# Provided data

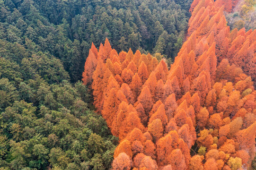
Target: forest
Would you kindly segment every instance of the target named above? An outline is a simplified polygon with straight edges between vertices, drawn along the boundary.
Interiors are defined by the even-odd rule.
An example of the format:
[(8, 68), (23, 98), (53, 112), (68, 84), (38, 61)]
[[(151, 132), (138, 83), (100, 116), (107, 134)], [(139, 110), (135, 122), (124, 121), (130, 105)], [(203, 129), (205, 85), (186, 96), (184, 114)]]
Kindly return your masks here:
[(256, 5), (0, 0), (0, 170), (256, 169)]

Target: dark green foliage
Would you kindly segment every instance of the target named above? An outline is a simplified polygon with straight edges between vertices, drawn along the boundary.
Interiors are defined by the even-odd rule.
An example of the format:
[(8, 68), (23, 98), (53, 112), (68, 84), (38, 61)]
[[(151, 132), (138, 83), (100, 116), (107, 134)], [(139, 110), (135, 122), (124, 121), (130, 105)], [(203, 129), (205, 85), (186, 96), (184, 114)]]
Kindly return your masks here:
[[(187, 29), (191, 2), (1, 0), (0, 56), (18, 64), (32, 56), (22, 60), (32, 64), (38, 56), (54, 59), (50, 57), (53, 55), (62, 62), (72, 83), (81, 79), (91, 42), (98, 47), (106, 37), (118, 52), (131, 48), (173, 59), (180, 48), (175, 43), (184, 38)], [(4, 46), (7, 51), (1, 49)], [(44, 53), (37, 53), (40, 51)], [(62, 78), (57, 76), (46, 78)]]
[(185, 2), (0, 0), (0, 170), (110, 169), (118, 139), (79, 81), (90, 44), (170, 63)]
[(0, 169), (110, 169), (118, 139), (89, 108), (87, 87), (70, 82), (64, 62), (25, 41), (0, 40)]

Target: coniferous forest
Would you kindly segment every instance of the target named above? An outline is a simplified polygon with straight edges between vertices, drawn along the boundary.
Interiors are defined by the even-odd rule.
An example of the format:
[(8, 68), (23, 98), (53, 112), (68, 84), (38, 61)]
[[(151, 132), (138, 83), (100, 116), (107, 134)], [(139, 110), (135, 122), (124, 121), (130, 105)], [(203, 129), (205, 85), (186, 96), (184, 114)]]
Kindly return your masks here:
[(253, 0), (0, 0), (0, 170), (256, 170)]

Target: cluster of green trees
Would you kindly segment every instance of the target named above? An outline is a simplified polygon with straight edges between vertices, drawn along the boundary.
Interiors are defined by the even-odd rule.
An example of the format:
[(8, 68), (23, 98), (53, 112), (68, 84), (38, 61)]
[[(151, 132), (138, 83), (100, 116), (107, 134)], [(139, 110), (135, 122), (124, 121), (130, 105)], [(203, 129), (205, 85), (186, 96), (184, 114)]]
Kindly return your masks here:
[(106, 170), (118, 139), (59, 59), (0, 40), (0, 170)]
[(0, 38), (60, 59), (74, 83), (91, 42), (98, 47), (106, 37), (119, 52), (131, 48), (173, 59), (192, 1), (0, 0)]
[(79, 81), (91, 43), (174, 58), (192, 1), (0, 0), (0, 170), (109, 169), (118, 139)]

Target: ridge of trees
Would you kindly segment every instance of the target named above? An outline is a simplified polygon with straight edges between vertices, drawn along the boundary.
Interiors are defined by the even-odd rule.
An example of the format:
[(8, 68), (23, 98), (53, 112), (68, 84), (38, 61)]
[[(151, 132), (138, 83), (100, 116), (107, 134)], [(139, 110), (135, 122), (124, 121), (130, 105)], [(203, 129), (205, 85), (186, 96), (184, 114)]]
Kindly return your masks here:
[(92, 44), (83, 81), (119, 137), (113, 170), (250, 168), (256, 65), (240, 60), (255, 59), (256, 32), (230, 33), (226, 3), (194, 1), (187, 40), (170, 68), (149, 53), (118, 54), (107, 39), (98, 51)]
[(140, 49), (174, 59), (182, 45), (192, 0), (0, 0), (0, 38), (63, 62), (81, 79), (90, 44), (106, 37), (118, 51)]

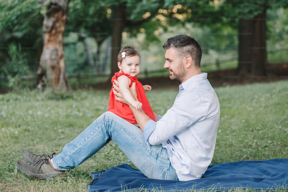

# What to work on
Lay out every line above as a numbered list. Omit the blank lines and the pictures.

# Response
1. Target: forest
2. Would you kindly segment every instance of the target named above? An outline is a simplified polygon with straight edges between vertices, drawn along the boundary.
3. Interiors are defined by the even-odd rule.
4. An example of the format:
5. [(8, 68), (23, 98), (53, 112), (68, 84), (38, 61)]
6. [[(151, 132), (138, 83), (100, 116), (107, 134)], [(139, 110), (135, 122), (124, 121), (130, 105)], [(203, 129), (205, 85), (186, 96), (184, 114)]]
7. Kindly return your masks here:
8. [(256, 5), (0, 0), (0, 170), (256, 169)]
9. Target: dark green foliage
10. Would you kindly segment every instance of the target named above? An outline is a simplified polygon with straight edges between vertices, drawn along the boundary.
11. Interiors are defined by the even-odd rule.
12. An example of the format:
13. [(8, 68), (23, 98), (53, 112), (68, 84), (38, 61)]
14. [[(151, 132), (138, 83), (100, 116), (107, 134)], [(139, 110), (135, 122), (124, 121), (130, 105)], [(203, 129), (205, 85), (186, 96), (184, 114)]]
15. Kindly return your masks here:
16. [[(187, 29), (191, 2), (1, 0), (0, 56), (18, 64), (32, 56), (22, 60), (32, 64), (38, 56), (54, 59), (50, 57), (53, 55), (62, 62), (72, 83), (81, 79), (91, 42), (98, 47), (106, 37), (118, 52), (131, 48), (173, 59), (180, 48), (175, 43), (184, 38)], [(4, 46), (7, 51), (1, 49)], [(44, 53), (37, 53), (40, 51)], [(62, 78), (57, 76), (46, 78)]]
17. [(185, 2), (0, 0), (0, 170), (110, 169), (118, 139), (79, 81), (90, 44), (170, 63)]
18. [(0, 169), (110, 169), (118, 139), (89, 108), (87, 87), (70, 82), (64, 62), (25, 41), (0, 40)]
19. Target: coniferous forest
20. Would you kindly segment every instance of the target named above? An outline is a simplified polygon with straight edges between vertices, drawn along the boundary.
21. Interiors are defined by the even-odd rule.
22. An example of the format:
23. [(8, 68), (23, 98), (53, 112), (68, 84), (38, 61)]
24. [[(151, 132), (138, 83), (100, 116), (107, 134)], [(139, 110), (135, 122), (124, 121), (130, 105)], [(203, 129), (205, 85), (186, 96), (184, 114)]]
25. Kindly return your masks here:
26. [(253, 0), (0, 0), (0, 170), (256, 170)]
27. Target: cluster of green trees
28. Would you kindly segment every instance of the target named above? An outline is a simplified polygon with straight edges between vertices, drawn along the boundary.
29. Interiors are defined by the even-odd rule.
30. An example of the format:
31. [(8, 68), (23, 98), (53, 112), (68, 84), (38, 61)]
32. [[(151, 132), (138, 83), (100, 116), (107, 134)], [(139, 110), (135, 122), (124, 121), (130, 105)], [(203, 129), (205, 85), (186, 96), (184, 114)]]
33. Kindly return your masks here:
34. [(106, 170), (118, 139), (59, 59), (0, 40), (0, 170)]
35. [(0, 38), (60, 59), (74, 83), (91, 42), (98, 47), (106, 37), (119, 52), (131, 48), (173, 59), (192, 1), (0, 0)]
36. [(79, 81), (91, 43), (174, 58), (192, 1), (0, 0), (0, 170), (109, 169), (118, 139)]
37. Target: ridge of trees
38. Would you kindly segment every instance of the target named above? An outline is a simplified polygon with straight edges between vertices, drawn along the boundary.
39. Interiors are defined by the even-odd rule.
40. An example of the format:
41. [(8, 68), (23, 98), (53, 112), (68, 84), (38, 61)]
42. [[(151, 132), (138, 83), (100, 116), (107, 134)], [(139, 110), (135, 122), (124, 121), (130, 105)], [(203, 129), (205, 85), (186, 96), (184, 114)]]
43. Kindly return your masks here:
44. [(92, 44), (83, 81), (119, 137), (113, 170), (250, 168), (256, 65), (240, 60), (255, 59), (256, 32), (230, 33), (226, 3), (194, 1), (187, 40), (170, 68), (149, 53), (118, 54), (107, 39), (98, 51)]
45. [(140, 49), (174, 59), (182, 45), (192, 0), (0, 0), (0, 38), (63, 62), (81, 79), (90, 44), (106, 37), (118, 51)]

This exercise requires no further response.